* INPUT MATERIAL
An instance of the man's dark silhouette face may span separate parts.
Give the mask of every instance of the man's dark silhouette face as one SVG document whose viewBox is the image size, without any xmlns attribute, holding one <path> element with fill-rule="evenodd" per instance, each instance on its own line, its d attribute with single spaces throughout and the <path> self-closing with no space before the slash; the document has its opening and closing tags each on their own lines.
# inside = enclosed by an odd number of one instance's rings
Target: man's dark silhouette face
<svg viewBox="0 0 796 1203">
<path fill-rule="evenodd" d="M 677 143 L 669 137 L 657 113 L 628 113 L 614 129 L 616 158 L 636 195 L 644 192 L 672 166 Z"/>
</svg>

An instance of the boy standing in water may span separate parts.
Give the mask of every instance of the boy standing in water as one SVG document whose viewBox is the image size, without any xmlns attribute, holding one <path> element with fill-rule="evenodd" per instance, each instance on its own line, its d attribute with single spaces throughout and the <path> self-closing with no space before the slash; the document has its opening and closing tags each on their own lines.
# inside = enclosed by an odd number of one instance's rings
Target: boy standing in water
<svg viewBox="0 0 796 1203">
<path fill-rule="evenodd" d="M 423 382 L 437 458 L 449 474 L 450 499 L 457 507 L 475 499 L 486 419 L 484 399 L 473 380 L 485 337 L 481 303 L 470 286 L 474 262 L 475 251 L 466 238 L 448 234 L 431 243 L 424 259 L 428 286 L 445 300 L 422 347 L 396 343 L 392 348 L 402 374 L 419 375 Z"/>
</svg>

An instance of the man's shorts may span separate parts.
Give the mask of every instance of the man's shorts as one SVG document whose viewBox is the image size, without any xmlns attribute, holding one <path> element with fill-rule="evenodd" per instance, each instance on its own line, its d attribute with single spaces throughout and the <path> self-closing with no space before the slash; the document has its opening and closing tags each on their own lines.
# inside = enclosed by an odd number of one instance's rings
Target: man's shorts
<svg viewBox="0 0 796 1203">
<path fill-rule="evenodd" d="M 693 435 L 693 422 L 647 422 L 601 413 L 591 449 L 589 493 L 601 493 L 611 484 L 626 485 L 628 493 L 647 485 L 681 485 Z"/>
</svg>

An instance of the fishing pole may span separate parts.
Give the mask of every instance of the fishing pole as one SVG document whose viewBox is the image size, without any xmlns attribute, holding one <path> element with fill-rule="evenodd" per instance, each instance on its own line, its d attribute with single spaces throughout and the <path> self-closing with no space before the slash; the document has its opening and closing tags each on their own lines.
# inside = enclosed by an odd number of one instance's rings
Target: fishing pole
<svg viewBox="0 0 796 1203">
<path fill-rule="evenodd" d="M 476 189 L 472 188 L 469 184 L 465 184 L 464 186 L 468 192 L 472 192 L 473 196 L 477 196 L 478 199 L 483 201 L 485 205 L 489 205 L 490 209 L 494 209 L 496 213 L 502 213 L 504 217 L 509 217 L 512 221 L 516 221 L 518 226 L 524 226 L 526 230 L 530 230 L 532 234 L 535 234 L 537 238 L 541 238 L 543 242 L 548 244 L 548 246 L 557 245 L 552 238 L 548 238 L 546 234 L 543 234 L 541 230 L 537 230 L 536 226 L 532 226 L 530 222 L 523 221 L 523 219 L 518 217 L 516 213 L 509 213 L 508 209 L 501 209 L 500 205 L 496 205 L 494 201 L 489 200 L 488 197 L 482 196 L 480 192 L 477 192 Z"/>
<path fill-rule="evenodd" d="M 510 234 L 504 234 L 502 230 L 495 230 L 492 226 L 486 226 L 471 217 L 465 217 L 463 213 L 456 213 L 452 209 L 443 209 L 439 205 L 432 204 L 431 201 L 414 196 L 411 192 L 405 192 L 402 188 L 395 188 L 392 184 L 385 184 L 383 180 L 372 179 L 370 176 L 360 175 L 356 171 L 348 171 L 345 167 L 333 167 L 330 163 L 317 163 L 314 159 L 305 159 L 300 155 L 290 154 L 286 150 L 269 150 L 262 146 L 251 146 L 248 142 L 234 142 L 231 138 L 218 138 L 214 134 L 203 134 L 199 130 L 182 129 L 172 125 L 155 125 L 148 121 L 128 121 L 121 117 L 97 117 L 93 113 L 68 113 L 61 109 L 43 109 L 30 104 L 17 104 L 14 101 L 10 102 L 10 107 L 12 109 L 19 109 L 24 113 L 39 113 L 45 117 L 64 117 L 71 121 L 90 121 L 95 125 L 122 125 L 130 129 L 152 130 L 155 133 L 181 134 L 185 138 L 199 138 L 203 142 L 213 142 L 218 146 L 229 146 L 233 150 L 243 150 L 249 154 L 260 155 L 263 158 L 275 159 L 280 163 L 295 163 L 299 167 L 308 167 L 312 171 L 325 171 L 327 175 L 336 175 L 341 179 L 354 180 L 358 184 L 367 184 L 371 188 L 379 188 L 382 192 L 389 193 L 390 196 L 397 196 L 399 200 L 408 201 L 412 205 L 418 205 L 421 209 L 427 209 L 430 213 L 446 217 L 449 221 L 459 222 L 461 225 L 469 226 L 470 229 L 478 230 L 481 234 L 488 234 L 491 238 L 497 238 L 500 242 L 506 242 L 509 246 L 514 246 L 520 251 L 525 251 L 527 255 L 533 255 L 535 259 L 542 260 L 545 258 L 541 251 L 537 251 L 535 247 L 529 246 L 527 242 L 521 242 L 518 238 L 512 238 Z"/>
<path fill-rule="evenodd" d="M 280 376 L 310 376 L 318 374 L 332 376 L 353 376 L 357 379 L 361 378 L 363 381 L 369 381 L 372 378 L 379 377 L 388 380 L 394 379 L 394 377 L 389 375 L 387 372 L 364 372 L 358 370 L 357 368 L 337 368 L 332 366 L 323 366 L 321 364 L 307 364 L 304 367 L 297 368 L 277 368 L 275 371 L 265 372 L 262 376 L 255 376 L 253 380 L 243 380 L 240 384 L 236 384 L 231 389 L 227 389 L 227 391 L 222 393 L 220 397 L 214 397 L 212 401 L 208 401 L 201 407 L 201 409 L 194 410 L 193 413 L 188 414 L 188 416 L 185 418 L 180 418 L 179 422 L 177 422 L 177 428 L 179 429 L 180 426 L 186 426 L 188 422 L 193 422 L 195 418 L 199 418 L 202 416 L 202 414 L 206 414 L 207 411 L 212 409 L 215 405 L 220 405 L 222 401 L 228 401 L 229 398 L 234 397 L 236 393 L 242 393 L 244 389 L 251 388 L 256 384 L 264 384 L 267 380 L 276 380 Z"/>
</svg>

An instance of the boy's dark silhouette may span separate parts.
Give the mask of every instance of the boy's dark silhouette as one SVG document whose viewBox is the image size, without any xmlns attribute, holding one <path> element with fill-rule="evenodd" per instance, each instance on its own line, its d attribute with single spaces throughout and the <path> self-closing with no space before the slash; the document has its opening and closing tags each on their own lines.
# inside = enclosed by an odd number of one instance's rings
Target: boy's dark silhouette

* WHAT YOU HAVE TO DO
Return all of the material above exactly as it stands.

* ANSWER TO THE EXERCISE
An instance of the man's dark silhouette face may span separate parts.
Give the mask of every instance of the man's dark silhouette face as one SVG document whose viewBox is the image size, without any xmlns attribute, holding one <path> element with fill-rule="evenodd" per instance, each instance on its own line, its d attribute with single spaces throughout and the <path> self-closing with no space before the slash; the document has its opening and closing tags each on their own lines.
# inside = enclosed by an odd number of one instance's rings
Target: man's dark silhouette face
<svg viewBox="0 0 796 1203">
<path fill-rule="evenodd" d="M 677 143 L 669 137 L 657 113 L 628 113 L 614 129 L 616 158 L 636 195 L 644 192 L 672 166 Z"/>
</svg>

An instance of the boy standing in water may span separate parts.
Give the mask of every instance of the boy standing in water as one SVG document whose viewBox is the image size, without any xmlns attribute, holding one <path> element with fill-rule="evenodd" per instance, each instance on its own line, its d attribute with single spaces throughout and the <path> self-closing with no space before the slash; the document has its opening and closing tags each on their own lines.
# inside = enclosed by an odd number of one instance's rings
Target: boy standing in water
<svg viewBox="0 0 796 1203">
<path fill-rule="evenodd" d="M 423 382 L 437 458 L 449 474 L 450 499 L 457 507 L 475 499 L 486 419 L 484 399 L 473 380 L 485 337 L 481 303 L 470 286 L 474 262 L 475 251 L 466 238 L 448 234 L 431 243 L 424 259 L 428 286 L 445 300 L 422 347 L 396 343 L 392 348 L 402 374 L 419 375 Z"/>
</svg>

An instance of the man's shorts may span separate parts.
Give the mask of every instance of the man's shorts as one SVG document whose viewBox is the image size, without any xmlns attribute, holding one <path> element with fill-rule="evenodd" per instance, each instance on its own line, its d attribute with single spaces throughout and the <path> self-closing with no space before the slash; the document has its opening and closing tags each on their own lines.
# inside = enclosed by an odd number of one instance's rings
Target: man's shorts
<svg viewBox="0 0 796 1203">
<path fill-rule="evenodd" d="M 693 435 L 693 422 L 647 422 L 601 413 L 591 449 L 589 493 L 601 493 L 611 484 L 626 485 L 628 493 L 647 485 L 681 485 Z"/>
</svg>

An instance of the fishing pole may span separate parts.
Give the mask of every instance of the fishing pole as one SVG document whose viewBox is the image size, without any xmlns attribute, holding one <path> element with fill-rule="evenodd" per instance, each instance on its own line, its d attribute with single spaces throughout and the <path> self-closing with no space before the slash; the document has its opening and closing tags each on their own lines.
# inside = enclosed by an odd number of one instance's rings
Target: fishing pole
<svg viewBox="0 0 796 1203">
<path fill-rule="evenodd" d="M 476 189 L 472 188 L 469 184 L 465 184 L 464 186 L 468 192 L 472 192 L 473 196 L 477 196 L 478 199 L 483 201 L 485 205 L 489 205 L 490 209 L 494 209 L 496 213 L 502 213 L 504 217 L 509 217 L 512 221 L 516 221 L 518 226 L 524 226 L 526 230 L 530 230 L 532 234 L 535 234 L 537 238 L 541 238 L 543 242 L 548 244 L 548 246 L 557 245 L 552 238 L 548 238 L 546 234 L 543 234 L 541 230 L 537 230 L 536 226 L 532 226 L 530 222 L 523 221 L 523 219 L 518 217 L 516 213 L 509 213 L 508 209 L 501 209 L 500 205 L 496 205 L 494 201 L 489 200 L 488 197 L 482 196 L 480 192 L 477 192 Z"/>
<path fill-rule="evenodd" d="M 510 234 L 504 234 L 502 230 L 495 230 L 492 226 L 486 226 L 471 217 L 465 217 L 463 213 L 456 213 L 452 209 L 443 209 L 439 205 L 432 204 L 431 201 L 414 196 L 411 192 L 405 192 L 402 188 L 395 188 L 392 184 L 385 184 L 383 180 L 372 179 L 370 176 L 360 175 L 356 171 L 348 171 L 345 167 L 333 167 L 330 163 L 317 163 L 314 159 L 305 159 L 300 155 L 290 154 L 286 150 L 269 150 L 262 146 L 251 146 L 248 142 L 234 142 L 231 138 L 218 138 L 214 134 L 203 134 L 199 130 L 182 129 L 172 125 L 155 125 L 148 121 L 128 121 L 121 117 L 97 117 L 93 113 L 68 113 L 61 109 L 43 109 L 30 104 L 17 104 L 14 101 L 10 102 L 10 107 L 12 109 L 19 109 L 24 113 L 39 113 L 45 117 L 64 117 L 71 121 L 90 121 L 95 125 L 122 125 L 130 129 L 152 130 L 155 133 L 181 134 L 185 138 L 199 138 L 203 142 L 213 142 L 218 146 L 229 146 L 233 150 L 243 150 L 249 154 L 260 155 L 263 158 L 275 159 L 280 163 L 295 163 L 299 167 L 308 167 L 312 171 L 325 171 L 327 175 L 336 175 L 341 179 L 354 180 L 358 184 L 367 184 L 371 188 L 379 188 L 382 192 L 389 193 L 390 196 L 397 196 L 399 200 L 408 201 L 412 205 L 418 205 L 421 209 L 427 209 L 430 213 L 446 217 L 449 221 L 459 222 L 461 225 L 469 226 L 470 229 L 478 230 L 481 234 L 488 234 L 491 238 L 497 238 L 500 242 L 506 242 L 509 246 L 514 246 L 520 251 L 525 251 L 527 255 L 533 255 L 535 259 L 542 260 L 545 258 L 541 251 L 537 251 L 535 247 L 529 246 L 527 242 L 521 242 L 518 238 L 512 238 Z"/>
<path fill-rule="evenodd" d="M 280 376 L 310 376 L 318 374 L 332 376 L 353 376 L 357 379 L 361 378 L 363 381 L 369 381 L 372 378 L 379 377 L 388 380 L 394 379 L 394 377 L 389 375 L 387 372 L 364 372 L 358 370 L 357 368 L 337 368 L 332 366 L 323 366 L 321 364 L 307 364 L 304 367 L 297 368 L 277 368 L 275 371 L 265 372 L 262 376 L 255 376 L 253 380 L 243 380 L 240 384 L 236 384 L 231 389 L 227 389 L 227 391 L 222 393 L 220 397 L 214 397 L 212 401 L 208 401 L 201 407 L 201 409 L 194 410 L 193 413 L 188 414 L 188 416 L 185 418 L 180 418 L 179 422 L 177 422 L 177 428 L 179 429 L 180 426 L 186 426 L 188 422 L 193 422 L 195 418 L 199 418 L 202 416 L 202 414 L 206 414 L 207 411 L 212 409 L 215 405 L 220 405 L 222 401 L 228 401 L 229 398 L 234 397 L 236 393 L 242 393 L 244 389 L 251 388 L 256 384 L 264 384 L 267 380 L 276 380 Z"/>
</svg>

An instance of the boy's dark silhouette may span separate parts.
Give the mask of every instance of the boy's dark silhouette as one SVG document whose viewBox is the image size, without any xmlns attribute, holding one <path> element with fill-rule="evenodd" per instance, each instance on its own line, its d attribute with single spaces throughout and the <path> self-closing with no space before the slash; the document has its opening and closing tags each on their own lines.
# inside = enclosed by an odd number of one instance's rings
Target: boy's dark silhouette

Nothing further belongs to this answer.